→ **PASSAGE GIVEN**
--- BEGIN ---
IC Markets Global – Europe Fundamental Forecast | 16 December 2025
What happened in the Asia session?
Asian markets traded defensively on December 16, 2025, with equities like Nikkei and Kospi leading losses (down ~1%) due to Wall Street rotation and pending US data, alongside softer NZ spending and awaited India PMIs; yen and gold gained while AUDUSD weakened. The Nikkei 225 dropped 1.27% (basic materials and real estate sectors were hit hardest), while the Kospi fell 0.75-1.13%. Additionally, GIFT Nifty futures declined 0.10%. Yen strengthened notably ahead of BOJ, AUDUSD slipped 0.2% to 0.6639 post-Australia’s softer PMI, while gold steadied as a haven.
What does it mean for the Europe & US sessions?
As European and U.S. sessions open, trading remains cautious with sparse data focusing on ECB updates and minor U.S. inventories, while eyes fix on Tuesday’s delayed U.S. retail sales and jobs report, plus Thursday’s ECB meeting expected to hold rates at 2%. Positive European equity momentum persists amid bank strength and global policy hopes, but dollar volatility looms from U.S. figures.
The Dollar Index (DXY)
Key news events today
ADP Weekly Employment Change (Tentative)
Average Hourly Earnings m/m (1:30 pm GMT)
Core Retail Sales m/m (1:30 pm GMT)
Non-Farm Employment Change (1:30 pm GMT)
Retail Sales m/m (1:30 pm GMT)
Unemployment Rate (1:30 pm GMT)
Flash Manufacturing PMI (2:45 pm GMT)
Flash Services PMI (2:45 pm GMT)
What can we expect from DXY today?
On Tuesday, the US dollar remained defensive near multi-month lows, with the DXY index dipping to 98.26 as markets braced for long-delayed October-November jobs data at 8:30 a.m. ET, delayed by the longest US government shutdown on record; this follows a recent Fed rate cut to 3.50-3.75% and signals of more easing, amplifying year-to-date losses exceeding 9% amid cooling labor indicators and falling Treasury yields.
Central Bank Notes:
- The Federal Open Market Committee (FOMC) is widely expected to lower the federal funds rate target range by 25 basis points to 3.50%–3.75% at its December 9–10, 2025, meeting, marking the third consecutive cut after the October reduction to 3.75%–4.00%
- The Committee continues to pursue maximum employment and 2% inflation goals, with the labor market showing further softening as the unemployment rate rose to 4.4% in September 2025 amid modest job gains.
--- END ---
→ **INFORMATION SHOWN**
--- BEGIN ---
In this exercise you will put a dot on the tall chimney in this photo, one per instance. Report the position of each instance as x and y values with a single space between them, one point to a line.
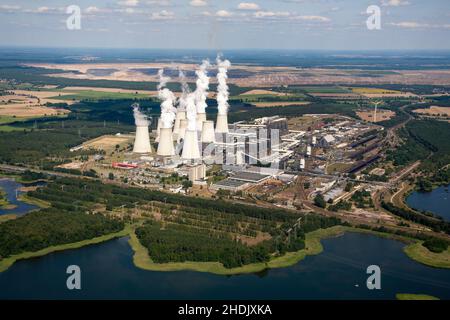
--- END ---
→ **GIVEN INSTRUCTION 1**
Summarize the market forecast in two sentences.
→ **GIVEN INSTRUCTION 2**
Extend the market forecast with a passage that picks up after its last sentence.
The data are separate material from the market forecast.

→ **REPLY 1**
Asian markets traded defensively on December 16, 2025: the Nikkei 225 and Kospi fell, the yen strengthened ahead of the BOJ, AUDUSD slipped to 0.6639, and gold steadied as a haven. For the European and U.S. sessions, attention is fixed on Tuesday's delayed U.S. retail sales and jobs report and Thursday's ECB meeting, while the dollar stays defensive near multi-month lows with the DXY dipping to 98.26.

→ **REPLY 2**
- Officials note persistent downside risks to growth alongside resilient activity, with inflation easing to 3.0% year-over-year CPI in September but remaining elevated due to tariff effects; core PCE stands at around 2.8% as of October.
- Economic activity grew at a 3.8% annualized pace in Q2 2025 per revised estimates, though Q3 and Q4 face headwinds from trade tensions, fiscal restraint, and data disruptions like the government shutdown.
- September’s Summary of Economic Projections forecasts 2025 unemployment at a median 4.5%, with PCE inflation near 3.0% and core PCE at 3.1%, signaling a gradual disinflation path; updates expected on December 10 may adjust for higher unemployment and lower growth.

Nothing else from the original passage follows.